*Exercise requirements*: Copy the lines below word for word, starting at the line containing "Query: **yellow flower**" and continuing through the last line.

*Data section*:
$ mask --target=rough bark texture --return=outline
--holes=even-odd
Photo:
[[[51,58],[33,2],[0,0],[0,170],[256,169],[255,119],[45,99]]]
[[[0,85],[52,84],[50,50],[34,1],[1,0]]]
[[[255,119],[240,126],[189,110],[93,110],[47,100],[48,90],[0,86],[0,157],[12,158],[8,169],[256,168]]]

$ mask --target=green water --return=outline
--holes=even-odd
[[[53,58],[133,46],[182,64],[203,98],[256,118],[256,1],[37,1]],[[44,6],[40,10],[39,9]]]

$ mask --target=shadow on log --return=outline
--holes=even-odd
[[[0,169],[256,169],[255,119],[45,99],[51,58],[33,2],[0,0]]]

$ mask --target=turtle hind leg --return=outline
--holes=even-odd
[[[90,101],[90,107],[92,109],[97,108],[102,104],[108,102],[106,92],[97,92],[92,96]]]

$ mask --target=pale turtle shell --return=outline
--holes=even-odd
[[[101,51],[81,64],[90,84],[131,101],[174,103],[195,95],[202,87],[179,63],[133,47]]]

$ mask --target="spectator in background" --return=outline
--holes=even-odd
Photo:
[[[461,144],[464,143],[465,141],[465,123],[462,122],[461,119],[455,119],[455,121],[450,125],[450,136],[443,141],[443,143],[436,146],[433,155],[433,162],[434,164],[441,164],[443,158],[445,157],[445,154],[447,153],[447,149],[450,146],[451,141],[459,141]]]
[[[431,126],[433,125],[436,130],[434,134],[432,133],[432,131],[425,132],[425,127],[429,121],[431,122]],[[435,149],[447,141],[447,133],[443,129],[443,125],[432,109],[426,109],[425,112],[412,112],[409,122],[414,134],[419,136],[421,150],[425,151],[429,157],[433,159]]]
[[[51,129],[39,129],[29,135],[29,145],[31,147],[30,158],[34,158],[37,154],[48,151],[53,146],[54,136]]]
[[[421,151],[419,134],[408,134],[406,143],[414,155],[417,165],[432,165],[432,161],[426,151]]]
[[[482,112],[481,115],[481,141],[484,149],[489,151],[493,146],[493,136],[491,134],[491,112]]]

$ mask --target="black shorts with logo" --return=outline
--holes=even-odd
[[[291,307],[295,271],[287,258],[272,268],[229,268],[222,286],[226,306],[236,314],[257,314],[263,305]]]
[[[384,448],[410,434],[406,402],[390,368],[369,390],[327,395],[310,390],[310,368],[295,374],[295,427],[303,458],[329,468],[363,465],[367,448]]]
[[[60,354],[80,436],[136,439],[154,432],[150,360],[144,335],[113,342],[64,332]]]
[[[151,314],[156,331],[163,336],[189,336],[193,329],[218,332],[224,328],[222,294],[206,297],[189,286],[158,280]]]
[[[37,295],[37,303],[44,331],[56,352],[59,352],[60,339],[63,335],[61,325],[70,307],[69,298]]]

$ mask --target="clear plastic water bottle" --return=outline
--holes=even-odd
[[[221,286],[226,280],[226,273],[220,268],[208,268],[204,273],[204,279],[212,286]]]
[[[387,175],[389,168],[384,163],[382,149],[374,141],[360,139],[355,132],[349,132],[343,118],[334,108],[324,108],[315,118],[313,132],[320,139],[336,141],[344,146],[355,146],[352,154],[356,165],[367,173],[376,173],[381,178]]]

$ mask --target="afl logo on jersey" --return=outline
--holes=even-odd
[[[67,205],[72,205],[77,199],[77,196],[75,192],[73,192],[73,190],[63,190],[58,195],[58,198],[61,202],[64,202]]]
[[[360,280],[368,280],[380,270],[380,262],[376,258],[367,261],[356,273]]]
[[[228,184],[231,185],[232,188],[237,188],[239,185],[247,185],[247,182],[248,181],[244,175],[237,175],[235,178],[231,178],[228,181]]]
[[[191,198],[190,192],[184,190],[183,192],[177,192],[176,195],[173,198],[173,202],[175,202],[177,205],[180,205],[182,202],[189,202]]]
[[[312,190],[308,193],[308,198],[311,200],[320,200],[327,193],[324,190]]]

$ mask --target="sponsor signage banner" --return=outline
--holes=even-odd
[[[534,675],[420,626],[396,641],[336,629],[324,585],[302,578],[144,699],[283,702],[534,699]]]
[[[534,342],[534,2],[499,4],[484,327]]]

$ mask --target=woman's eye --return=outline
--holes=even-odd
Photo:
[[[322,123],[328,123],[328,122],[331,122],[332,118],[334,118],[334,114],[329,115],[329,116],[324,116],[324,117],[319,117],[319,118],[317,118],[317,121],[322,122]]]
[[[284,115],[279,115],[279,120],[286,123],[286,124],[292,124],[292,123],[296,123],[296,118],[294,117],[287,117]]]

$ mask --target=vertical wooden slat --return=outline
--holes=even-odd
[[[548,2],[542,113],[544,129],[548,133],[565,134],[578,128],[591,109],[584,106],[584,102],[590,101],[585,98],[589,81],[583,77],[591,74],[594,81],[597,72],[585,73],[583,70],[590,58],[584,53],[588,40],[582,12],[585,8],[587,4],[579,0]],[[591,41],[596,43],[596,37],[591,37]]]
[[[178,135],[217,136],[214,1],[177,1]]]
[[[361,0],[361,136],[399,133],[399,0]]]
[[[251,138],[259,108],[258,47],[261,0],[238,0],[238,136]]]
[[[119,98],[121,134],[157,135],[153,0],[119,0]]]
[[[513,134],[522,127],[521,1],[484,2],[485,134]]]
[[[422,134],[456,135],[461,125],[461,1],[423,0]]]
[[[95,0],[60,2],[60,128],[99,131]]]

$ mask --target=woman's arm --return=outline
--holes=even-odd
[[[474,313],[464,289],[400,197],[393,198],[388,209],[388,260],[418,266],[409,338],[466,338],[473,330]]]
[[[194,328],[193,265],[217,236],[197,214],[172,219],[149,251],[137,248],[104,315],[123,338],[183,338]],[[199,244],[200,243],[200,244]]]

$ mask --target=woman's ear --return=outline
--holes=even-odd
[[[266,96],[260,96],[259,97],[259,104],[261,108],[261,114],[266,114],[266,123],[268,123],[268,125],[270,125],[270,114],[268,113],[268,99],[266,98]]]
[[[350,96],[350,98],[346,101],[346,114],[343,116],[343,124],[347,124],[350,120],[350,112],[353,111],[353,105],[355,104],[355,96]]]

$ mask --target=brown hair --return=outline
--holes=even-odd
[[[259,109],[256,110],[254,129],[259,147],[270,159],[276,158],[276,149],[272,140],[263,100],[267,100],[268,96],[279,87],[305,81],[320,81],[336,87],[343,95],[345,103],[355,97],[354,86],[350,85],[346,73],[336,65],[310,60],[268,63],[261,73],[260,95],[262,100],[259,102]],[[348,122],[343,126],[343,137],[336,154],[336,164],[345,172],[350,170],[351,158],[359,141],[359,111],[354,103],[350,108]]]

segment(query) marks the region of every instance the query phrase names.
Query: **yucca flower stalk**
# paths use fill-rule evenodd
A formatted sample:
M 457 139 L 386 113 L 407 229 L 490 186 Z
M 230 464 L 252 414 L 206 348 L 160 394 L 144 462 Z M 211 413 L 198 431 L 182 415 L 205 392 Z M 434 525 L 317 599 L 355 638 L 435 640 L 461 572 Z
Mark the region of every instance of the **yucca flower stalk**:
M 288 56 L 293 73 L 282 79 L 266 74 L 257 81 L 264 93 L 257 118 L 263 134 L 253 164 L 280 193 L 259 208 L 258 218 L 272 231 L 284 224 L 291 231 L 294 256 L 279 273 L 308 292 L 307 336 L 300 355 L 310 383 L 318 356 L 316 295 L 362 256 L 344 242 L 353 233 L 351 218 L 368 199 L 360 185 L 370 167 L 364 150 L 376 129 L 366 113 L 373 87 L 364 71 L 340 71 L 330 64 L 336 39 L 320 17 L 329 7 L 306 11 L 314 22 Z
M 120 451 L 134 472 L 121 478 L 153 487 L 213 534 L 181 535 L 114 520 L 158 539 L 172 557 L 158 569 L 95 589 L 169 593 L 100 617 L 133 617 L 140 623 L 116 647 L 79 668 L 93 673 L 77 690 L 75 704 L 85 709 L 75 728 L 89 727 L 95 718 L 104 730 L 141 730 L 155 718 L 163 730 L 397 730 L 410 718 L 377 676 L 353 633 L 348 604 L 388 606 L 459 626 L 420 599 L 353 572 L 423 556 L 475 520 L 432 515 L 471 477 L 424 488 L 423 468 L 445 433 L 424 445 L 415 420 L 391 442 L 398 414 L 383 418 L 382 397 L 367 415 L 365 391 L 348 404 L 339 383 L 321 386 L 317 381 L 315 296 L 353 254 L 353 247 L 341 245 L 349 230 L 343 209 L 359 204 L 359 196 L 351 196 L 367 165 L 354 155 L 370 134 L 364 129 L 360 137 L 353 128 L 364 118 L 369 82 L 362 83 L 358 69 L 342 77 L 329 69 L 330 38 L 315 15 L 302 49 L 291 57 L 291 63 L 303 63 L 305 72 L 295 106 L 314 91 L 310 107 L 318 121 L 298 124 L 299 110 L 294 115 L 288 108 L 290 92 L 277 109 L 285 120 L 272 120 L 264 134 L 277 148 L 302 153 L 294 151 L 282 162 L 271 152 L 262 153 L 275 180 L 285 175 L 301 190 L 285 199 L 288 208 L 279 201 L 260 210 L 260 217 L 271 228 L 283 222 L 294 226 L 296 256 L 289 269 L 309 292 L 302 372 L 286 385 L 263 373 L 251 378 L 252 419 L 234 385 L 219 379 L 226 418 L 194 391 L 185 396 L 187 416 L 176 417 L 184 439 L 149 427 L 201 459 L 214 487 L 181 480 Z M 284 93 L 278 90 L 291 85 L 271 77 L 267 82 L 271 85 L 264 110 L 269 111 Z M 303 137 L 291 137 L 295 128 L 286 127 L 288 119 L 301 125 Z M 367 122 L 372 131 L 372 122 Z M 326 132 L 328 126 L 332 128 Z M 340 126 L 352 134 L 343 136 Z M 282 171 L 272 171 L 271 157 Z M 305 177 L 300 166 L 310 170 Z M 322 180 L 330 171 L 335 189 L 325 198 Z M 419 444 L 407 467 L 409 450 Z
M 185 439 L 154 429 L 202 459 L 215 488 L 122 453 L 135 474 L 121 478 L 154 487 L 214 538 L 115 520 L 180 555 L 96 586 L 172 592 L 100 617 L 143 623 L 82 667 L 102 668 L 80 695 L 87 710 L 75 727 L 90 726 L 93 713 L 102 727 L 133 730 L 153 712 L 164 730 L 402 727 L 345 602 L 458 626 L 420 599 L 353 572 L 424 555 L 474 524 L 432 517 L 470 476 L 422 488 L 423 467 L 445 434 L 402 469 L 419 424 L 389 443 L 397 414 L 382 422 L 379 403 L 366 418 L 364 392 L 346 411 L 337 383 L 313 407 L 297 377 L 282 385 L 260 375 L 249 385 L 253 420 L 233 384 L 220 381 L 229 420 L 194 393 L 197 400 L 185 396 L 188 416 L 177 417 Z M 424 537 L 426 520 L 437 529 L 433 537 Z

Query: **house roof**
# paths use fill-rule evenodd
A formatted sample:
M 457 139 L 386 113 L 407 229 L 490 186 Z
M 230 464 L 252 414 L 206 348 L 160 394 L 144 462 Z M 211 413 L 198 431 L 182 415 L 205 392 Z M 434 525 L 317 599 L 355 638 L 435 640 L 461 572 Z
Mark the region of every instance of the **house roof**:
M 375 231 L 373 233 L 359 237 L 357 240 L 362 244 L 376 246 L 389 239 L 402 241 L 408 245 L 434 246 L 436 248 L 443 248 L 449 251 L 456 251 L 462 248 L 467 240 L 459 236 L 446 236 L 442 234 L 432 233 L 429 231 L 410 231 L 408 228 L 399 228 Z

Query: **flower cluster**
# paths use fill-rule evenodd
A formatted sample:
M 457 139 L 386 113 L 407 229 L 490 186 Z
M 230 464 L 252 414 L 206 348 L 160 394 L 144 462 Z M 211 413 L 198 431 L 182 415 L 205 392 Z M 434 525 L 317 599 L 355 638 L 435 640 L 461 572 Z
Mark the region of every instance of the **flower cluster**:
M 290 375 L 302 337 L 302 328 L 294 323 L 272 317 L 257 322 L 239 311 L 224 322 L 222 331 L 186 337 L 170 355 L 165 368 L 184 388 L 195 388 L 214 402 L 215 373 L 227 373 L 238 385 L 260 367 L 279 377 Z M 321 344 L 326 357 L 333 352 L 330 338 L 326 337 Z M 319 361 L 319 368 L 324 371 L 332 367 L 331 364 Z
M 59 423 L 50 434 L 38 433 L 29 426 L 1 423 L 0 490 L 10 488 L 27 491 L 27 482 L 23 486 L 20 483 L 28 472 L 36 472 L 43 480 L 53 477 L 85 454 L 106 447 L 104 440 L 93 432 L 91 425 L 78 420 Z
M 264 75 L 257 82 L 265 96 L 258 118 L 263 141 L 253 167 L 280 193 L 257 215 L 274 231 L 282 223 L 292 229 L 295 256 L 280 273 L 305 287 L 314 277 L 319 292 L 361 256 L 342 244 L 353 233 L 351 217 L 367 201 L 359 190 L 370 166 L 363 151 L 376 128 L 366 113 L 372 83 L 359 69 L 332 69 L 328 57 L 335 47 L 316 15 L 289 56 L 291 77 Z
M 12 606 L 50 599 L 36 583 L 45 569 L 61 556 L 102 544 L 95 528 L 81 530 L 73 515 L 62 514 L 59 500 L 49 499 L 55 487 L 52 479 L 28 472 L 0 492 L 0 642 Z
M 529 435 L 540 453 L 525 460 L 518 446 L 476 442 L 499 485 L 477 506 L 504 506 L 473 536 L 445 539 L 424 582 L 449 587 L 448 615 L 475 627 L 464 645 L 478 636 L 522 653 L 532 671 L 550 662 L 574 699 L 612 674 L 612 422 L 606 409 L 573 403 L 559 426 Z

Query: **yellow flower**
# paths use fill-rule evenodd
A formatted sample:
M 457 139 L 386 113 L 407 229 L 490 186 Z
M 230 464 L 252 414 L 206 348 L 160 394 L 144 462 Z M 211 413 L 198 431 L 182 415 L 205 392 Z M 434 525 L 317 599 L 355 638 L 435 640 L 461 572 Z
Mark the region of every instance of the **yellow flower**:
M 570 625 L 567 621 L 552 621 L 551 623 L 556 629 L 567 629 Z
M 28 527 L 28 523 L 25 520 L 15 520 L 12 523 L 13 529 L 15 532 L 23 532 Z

*Task response*:
Query: **yellow flower**
# paths use fill-rule evenodd
A formatted sample:
M 457 139 L 386 113 L 407 229 L 490 186 Z
M 230 464 L 252 414 L 206 348 L 160 394 L 144 462 Z M 211 413 L 198 431 L 182 415 L 205 392 Z M 434 525 L 317 599 L 355 638 L 435 640 L 461 572 Z
Mark the region of every instance of the **yellow flower**:
M 570 625 L 567 621 L 552 621 L 551 623 L 556 629 L 567 629 Z
M 28 527 L 28 523 L 25 520 L 15 520 L 12 523 L 13 529 L 15 532 L 23 532 Z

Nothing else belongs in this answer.